## What to work on
From the material below, copy out word for word the part that opens with the line containing "the green tree" and closes with the line containing "[[454, 173, 494, 204], [414, 179, 445, 203]]". Include both of those lines.

[Records taken from a dataset]
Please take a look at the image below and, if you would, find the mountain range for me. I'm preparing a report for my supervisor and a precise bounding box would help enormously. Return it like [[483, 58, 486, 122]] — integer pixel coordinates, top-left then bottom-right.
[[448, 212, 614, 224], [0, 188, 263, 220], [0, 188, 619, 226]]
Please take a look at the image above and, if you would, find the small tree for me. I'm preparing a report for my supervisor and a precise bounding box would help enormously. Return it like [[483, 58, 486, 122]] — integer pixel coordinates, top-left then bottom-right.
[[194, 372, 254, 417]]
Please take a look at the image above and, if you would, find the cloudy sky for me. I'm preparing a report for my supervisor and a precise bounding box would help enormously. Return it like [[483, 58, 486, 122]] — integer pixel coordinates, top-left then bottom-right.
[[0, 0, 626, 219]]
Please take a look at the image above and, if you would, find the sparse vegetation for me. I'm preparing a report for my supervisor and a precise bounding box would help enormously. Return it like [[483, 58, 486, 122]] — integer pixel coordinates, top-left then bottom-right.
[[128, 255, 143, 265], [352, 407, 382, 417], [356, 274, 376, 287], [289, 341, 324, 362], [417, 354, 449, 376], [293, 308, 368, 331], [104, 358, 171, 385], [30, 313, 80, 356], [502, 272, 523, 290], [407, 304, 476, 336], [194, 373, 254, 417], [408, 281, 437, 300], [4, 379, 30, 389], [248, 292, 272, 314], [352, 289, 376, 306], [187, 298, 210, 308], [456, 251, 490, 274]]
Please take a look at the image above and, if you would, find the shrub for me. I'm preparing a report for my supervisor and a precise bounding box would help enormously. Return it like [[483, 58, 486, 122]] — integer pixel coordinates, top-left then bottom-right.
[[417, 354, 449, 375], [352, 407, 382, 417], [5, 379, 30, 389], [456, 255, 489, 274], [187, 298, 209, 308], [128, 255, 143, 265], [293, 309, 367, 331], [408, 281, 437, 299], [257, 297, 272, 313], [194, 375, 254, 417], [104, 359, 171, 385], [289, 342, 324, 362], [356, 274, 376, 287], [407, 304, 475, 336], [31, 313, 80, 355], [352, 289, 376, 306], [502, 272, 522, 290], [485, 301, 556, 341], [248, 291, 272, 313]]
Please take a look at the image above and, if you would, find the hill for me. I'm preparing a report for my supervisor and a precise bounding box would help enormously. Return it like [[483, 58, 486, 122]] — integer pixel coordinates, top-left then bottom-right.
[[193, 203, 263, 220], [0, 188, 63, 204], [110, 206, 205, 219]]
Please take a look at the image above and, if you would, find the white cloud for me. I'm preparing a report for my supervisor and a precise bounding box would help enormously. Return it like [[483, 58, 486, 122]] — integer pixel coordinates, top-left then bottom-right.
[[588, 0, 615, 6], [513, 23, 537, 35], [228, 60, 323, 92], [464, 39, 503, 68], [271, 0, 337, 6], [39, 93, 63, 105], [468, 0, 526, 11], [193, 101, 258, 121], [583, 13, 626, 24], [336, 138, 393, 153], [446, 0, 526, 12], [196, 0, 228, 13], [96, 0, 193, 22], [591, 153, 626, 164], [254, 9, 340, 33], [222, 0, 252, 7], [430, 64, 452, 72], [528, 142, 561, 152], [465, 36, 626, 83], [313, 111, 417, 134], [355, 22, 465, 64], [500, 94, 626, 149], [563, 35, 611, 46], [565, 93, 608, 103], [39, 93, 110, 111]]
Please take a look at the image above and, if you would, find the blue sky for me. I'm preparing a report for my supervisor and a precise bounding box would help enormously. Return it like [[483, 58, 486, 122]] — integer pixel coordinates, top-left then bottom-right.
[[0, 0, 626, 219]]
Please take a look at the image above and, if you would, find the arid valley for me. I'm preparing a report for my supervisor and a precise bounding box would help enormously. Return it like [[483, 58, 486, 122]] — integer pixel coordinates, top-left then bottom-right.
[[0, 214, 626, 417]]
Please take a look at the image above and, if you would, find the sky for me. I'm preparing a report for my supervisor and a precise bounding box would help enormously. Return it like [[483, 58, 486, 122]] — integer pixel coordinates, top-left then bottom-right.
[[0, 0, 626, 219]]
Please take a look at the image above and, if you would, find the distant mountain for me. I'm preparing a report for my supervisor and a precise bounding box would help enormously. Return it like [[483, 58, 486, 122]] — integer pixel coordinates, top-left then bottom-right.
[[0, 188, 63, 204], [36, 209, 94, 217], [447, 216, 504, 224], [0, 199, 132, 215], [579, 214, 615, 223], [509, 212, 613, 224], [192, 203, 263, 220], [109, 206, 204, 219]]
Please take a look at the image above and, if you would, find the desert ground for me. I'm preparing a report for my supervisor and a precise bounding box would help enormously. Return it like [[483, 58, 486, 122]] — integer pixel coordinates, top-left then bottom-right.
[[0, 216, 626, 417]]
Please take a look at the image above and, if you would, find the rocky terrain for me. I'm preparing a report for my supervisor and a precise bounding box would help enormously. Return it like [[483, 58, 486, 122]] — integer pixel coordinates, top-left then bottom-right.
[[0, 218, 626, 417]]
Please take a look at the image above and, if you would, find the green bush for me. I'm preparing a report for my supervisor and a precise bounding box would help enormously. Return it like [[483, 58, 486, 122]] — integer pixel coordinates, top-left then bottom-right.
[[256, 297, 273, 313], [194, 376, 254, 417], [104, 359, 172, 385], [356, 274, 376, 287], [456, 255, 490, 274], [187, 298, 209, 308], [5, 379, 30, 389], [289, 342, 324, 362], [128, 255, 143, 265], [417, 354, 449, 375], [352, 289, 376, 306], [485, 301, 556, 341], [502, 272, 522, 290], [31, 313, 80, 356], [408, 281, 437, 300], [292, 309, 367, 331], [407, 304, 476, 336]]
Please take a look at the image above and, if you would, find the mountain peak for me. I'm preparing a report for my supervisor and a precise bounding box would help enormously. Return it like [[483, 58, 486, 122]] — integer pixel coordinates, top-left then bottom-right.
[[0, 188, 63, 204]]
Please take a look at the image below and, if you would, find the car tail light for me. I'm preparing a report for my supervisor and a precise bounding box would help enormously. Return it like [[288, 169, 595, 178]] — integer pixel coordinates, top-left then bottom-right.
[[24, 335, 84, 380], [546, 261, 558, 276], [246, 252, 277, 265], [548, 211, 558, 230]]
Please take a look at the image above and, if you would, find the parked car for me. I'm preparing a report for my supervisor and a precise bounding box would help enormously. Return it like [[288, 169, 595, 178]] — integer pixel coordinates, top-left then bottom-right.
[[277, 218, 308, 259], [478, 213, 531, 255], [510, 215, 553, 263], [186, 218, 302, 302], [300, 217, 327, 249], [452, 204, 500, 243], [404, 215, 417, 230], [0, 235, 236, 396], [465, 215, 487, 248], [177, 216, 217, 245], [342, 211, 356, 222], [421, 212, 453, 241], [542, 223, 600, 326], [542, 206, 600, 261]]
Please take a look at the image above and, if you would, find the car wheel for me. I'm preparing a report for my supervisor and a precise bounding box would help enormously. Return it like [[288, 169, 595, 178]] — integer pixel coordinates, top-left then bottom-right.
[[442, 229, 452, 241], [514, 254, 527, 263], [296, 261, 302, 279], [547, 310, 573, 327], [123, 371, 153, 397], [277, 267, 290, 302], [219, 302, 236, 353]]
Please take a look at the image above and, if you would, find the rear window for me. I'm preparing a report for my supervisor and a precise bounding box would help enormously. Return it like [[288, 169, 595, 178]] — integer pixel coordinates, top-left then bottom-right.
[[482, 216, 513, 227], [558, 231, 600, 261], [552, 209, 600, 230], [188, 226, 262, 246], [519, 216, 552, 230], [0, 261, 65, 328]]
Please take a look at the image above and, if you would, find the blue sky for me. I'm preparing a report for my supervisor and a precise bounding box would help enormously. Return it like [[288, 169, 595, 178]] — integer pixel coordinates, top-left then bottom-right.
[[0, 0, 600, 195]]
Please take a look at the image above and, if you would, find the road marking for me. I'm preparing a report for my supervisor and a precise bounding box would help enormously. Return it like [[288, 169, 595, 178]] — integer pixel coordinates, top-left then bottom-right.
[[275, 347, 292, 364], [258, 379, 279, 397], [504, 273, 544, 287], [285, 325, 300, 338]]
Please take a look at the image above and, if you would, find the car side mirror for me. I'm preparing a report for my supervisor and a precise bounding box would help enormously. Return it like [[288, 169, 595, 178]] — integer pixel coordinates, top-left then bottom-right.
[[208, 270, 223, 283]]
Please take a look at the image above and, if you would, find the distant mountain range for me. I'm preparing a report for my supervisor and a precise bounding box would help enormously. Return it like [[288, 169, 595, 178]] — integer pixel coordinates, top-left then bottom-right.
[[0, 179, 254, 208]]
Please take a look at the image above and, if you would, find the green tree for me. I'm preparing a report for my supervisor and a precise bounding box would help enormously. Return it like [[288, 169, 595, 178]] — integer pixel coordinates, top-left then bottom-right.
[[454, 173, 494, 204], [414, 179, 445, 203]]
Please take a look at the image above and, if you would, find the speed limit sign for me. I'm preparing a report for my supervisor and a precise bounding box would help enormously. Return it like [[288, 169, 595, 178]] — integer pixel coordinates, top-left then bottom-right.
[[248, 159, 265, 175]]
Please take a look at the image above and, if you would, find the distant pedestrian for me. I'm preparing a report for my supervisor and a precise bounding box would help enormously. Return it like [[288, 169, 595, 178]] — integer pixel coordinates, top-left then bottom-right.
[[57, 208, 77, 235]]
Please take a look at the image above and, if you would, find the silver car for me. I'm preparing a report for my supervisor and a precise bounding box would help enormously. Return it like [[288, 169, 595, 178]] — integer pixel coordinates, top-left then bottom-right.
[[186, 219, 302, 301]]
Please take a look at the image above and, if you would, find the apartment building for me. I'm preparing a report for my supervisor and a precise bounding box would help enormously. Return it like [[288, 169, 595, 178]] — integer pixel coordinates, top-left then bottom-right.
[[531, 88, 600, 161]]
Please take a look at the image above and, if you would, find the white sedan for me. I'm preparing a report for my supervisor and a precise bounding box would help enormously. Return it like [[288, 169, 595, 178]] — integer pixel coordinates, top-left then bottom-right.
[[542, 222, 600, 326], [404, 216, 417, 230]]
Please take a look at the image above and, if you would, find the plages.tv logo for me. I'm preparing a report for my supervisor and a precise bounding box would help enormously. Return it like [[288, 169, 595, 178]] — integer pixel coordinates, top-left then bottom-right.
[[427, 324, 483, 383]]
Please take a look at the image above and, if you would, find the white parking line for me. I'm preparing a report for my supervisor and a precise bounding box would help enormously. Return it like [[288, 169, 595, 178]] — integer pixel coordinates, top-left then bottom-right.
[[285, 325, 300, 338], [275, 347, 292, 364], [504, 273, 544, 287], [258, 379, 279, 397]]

## Worked answer
Please take a look at the image above and, if you would, find the green tree for me. I'm preparing a report for my supervisor and a precise bounding box would help enormously. Return it like [[288, 169, 595, 178]] — integer pixel coordinates, top-left then bottom-right.
[[454, 173, 494, 204], [414, 179, 445, 203]]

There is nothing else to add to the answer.